+++ PROVIDED RECORDS

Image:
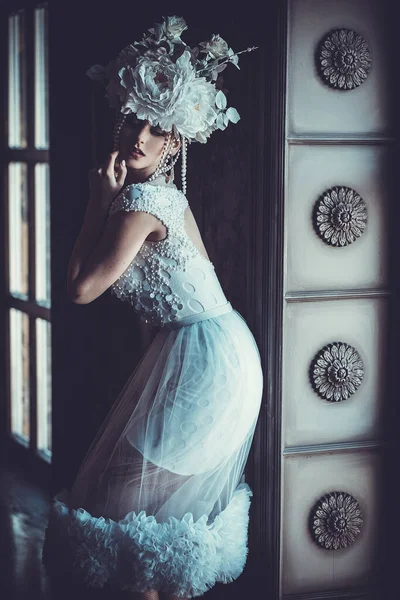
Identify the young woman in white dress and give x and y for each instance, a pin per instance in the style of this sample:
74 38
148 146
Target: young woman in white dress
159 506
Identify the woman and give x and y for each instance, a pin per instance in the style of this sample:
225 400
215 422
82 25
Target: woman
158 504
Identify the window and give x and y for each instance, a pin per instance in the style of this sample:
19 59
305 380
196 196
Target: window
27 233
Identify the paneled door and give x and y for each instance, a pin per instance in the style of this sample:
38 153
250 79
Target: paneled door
335 300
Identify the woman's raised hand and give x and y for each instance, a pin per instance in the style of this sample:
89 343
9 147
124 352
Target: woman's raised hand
105 182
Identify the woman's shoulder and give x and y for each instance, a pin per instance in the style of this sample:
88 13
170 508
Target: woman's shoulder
146 196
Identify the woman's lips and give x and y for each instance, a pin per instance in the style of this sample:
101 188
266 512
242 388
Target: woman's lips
135 152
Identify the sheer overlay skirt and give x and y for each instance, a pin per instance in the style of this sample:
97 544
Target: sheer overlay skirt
158 501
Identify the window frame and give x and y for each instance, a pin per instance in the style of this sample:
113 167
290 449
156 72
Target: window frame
30 156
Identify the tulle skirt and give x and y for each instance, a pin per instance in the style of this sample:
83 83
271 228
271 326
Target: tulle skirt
159 501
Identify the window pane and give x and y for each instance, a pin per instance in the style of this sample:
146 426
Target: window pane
17 119
41 76
42 229
18 229
43 374
19 376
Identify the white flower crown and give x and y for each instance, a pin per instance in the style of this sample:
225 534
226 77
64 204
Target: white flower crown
169 84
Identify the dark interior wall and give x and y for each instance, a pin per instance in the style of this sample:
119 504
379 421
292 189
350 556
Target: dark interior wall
96 346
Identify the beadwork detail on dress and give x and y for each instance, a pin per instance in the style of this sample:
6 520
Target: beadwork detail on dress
170 279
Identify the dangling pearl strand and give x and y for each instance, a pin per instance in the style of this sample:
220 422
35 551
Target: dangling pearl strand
184 163
161 163
120 120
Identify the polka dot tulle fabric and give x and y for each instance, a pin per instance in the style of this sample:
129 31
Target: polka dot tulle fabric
159 501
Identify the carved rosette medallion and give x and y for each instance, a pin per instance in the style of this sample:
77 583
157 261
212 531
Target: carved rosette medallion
336 372
344 59
335 521
340 216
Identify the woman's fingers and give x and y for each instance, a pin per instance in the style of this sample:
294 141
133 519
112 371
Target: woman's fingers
110 165
121 173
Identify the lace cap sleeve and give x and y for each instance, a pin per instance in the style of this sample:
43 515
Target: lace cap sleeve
166 205
138 198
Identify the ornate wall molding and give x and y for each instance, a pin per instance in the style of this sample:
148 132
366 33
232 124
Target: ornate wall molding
336 372
335 521
340 216
344 59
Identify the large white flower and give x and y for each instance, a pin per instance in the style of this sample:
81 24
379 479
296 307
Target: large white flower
195 115
169 94
154 88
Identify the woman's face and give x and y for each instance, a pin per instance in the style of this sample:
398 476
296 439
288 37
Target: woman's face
140 144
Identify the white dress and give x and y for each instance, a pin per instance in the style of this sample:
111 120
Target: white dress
159 501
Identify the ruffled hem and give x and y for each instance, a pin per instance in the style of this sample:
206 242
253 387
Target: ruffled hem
182 557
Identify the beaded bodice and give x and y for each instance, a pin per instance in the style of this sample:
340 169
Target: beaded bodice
170 279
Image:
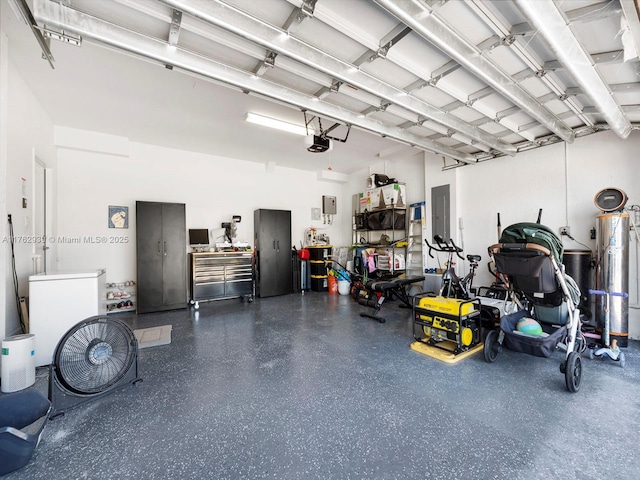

++++++

WHAT THE TASK REQUIRES: List every line of the listing above that contains the word "frame".

COMPLETE ANSWER:
Identify the window frame and give x and y for each instance, a pin per instance in the style of this sample:
Target: window frame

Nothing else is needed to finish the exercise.